* _DOCUMENT EXCERPT_
========================================

US Democrat Obama takes aim at McCain on Iraq

 

Democrat Barack Obama took aim on Monday at potential White House opponent John McCain on Iraq, saying the Republican senator could not offer a clear definition of success in the conflict and might leave US combat troops there for decades.


Obama looked past Democratic rival Hillary Clinton before their showdown in Pennsylvania on April 22 and trained his fire on McCain, who has clinched the Republican nomination and will face the Democratic winner in November's election.

Obama accused McCain of "clinging to the policies of the past." He said the Arizona senator shared a vision of Iraq with President George W. Bush and had not spelled out how the United States would be able to end its military involvement there.

"The problem that we've had, both with John McCain and George Bush, is there's no clear definition of success. There never was. And that's why this has been such a profound strategic error," Obama, an Illinois senator, told reporters while campaigning in Pennsylvania.

========================================

* _EXTRACTED DATA_

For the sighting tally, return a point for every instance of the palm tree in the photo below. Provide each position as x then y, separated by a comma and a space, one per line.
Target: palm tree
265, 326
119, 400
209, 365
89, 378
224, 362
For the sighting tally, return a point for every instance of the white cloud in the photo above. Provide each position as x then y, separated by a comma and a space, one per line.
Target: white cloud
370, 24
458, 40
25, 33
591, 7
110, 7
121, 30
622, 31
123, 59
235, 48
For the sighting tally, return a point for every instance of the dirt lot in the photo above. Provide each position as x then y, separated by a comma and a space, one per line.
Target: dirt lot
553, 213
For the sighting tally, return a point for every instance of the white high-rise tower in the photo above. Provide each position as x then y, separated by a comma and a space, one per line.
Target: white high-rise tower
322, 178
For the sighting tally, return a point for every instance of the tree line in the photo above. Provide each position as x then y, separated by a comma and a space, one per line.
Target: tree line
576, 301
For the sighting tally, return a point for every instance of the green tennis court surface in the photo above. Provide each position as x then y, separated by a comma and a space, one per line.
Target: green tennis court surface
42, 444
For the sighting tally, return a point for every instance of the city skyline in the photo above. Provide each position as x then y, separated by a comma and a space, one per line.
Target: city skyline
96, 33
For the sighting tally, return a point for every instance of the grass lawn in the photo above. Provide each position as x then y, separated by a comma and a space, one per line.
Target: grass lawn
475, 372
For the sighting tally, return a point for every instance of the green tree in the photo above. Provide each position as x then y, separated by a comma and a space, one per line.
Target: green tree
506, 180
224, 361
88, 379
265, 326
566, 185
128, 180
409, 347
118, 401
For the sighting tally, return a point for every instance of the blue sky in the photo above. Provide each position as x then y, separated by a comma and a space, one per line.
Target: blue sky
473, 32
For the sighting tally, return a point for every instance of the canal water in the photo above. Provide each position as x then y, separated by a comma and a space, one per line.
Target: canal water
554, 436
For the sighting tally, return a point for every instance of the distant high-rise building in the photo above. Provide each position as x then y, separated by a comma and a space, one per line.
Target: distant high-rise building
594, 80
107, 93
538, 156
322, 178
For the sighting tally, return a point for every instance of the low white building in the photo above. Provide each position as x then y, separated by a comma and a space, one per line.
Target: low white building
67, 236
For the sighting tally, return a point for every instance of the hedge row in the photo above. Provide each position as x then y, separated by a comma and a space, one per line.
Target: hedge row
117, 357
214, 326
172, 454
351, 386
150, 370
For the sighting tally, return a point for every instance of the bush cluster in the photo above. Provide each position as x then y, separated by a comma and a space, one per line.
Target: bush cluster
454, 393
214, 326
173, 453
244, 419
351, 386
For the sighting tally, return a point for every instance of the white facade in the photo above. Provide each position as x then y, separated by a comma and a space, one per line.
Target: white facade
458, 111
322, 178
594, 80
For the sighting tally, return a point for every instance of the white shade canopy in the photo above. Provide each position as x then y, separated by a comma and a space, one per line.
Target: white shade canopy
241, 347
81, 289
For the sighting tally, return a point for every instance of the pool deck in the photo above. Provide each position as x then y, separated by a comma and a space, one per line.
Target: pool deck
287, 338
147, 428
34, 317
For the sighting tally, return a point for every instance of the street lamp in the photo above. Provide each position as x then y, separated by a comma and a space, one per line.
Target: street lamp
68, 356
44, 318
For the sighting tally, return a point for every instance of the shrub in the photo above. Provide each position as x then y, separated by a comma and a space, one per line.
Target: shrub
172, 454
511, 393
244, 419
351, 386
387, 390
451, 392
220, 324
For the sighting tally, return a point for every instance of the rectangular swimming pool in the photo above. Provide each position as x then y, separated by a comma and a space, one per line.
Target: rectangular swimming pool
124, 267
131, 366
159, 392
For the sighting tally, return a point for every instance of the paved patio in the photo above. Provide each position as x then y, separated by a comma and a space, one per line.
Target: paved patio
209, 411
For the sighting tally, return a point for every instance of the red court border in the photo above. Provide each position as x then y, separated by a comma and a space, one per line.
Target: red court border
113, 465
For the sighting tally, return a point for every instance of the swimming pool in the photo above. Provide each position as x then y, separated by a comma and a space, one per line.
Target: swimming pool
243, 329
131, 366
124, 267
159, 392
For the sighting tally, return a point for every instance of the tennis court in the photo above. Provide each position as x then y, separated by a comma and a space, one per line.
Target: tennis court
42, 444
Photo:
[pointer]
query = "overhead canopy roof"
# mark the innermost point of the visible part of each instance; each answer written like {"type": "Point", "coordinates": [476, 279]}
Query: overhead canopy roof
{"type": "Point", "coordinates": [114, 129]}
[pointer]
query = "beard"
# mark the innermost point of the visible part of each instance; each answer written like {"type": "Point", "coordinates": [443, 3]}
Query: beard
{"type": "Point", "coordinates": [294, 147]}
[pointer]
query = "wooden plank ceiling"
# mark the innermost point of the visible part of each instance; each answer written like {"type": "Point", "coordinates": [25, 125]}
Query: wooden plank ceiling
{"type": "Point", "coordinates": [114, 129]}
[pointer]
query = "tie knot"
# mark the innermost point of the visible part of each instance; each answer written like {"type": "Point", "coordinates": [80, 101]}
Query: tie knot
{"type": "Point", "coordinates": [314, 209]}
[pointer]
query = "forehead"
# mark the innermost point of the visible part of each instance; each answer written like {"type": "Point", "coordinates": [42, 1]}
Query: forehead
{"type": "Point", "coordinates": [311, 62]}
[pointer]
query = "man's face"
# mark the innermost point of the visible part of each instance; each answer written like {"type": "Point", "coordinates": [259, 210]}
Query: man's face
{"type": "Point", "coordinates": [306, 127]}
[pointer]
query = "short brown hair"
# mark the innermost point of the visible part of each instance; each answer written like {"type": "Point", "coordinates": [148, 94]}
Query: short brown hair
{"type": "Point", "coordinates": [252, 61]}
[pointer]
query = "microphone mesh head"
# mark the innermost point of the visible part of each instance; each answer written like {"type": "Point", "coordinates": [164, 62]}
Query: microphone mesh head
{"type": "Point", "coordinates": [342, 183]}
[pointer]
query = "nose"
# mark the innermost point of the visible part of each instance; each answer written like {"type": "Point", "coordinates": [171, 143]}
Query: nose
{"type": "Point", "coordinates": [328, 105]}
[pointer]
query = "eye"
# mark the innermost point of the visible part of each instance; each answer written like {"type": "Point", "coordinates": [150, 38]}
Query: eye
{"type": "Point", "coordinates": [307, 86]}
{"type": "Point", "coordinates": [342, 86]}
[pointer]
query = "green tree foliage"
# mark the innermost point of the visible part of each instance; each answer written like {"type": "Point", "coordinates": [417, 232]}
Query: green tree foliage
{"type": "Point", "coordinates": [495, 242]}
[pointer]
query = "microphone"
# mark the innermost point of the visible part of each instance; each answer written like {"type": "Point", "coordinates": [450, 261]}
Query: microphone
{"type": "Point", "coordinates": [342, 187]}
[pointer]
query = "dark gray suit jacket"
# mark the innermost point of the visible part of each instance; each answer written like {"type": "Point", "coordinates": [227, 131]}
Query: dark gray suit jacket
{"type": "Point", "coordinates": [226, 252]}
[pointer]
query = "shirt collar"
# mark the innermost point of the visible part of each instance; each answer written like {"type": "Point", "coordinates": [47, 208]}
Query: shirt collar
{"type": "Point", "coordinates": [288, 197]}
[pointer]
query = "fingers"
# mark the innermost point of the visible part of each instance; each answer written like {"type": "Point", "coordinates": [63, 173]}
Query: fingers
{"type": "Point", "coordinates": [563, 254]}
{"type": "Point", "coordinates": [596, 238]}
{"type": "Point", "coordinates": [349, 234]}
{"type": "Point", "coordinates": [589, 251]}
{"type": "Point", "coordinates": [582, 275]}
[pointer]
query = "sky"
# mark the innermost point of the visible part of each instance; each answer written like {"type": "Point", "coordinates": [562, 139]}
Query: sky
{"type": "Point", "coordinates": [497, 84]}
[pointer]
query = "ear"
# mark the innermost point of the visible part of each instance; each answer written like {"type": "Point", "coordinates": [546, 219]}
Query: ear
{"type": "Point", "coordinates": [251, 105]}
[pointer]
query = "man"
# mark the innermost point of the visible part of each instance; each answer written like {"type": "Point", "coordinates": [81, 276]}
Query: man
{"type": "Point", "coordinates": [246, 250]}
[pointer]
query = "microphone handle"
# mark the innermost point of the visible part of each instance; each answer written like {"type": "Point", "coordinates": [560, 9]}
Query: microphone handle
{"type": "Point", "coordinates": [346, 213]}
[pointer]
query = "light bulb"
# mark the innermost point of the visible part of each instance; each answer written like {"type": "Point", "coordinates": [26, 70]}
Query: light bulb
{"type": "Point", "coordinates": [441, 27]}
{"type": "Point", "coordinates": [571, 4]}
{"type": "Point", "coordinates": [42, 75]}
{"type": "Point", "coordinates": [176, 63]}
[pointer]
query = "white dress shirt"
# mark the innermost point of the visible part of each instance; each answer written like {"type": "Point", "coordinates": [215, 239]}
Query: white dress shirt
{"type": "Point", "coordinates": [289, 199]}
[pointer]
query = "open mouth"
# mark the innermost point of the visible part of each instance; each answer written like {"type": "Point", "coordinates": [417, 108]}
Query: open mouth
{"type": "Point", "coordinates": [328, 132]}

========================================

* _SHORT TASK_
Please state the date of Obama's showdown with Hillary Clinton in Pennsylvania, as given in the news piece on Obama and McCain above.

* _REPLY TO THE EXERCISE_
April 22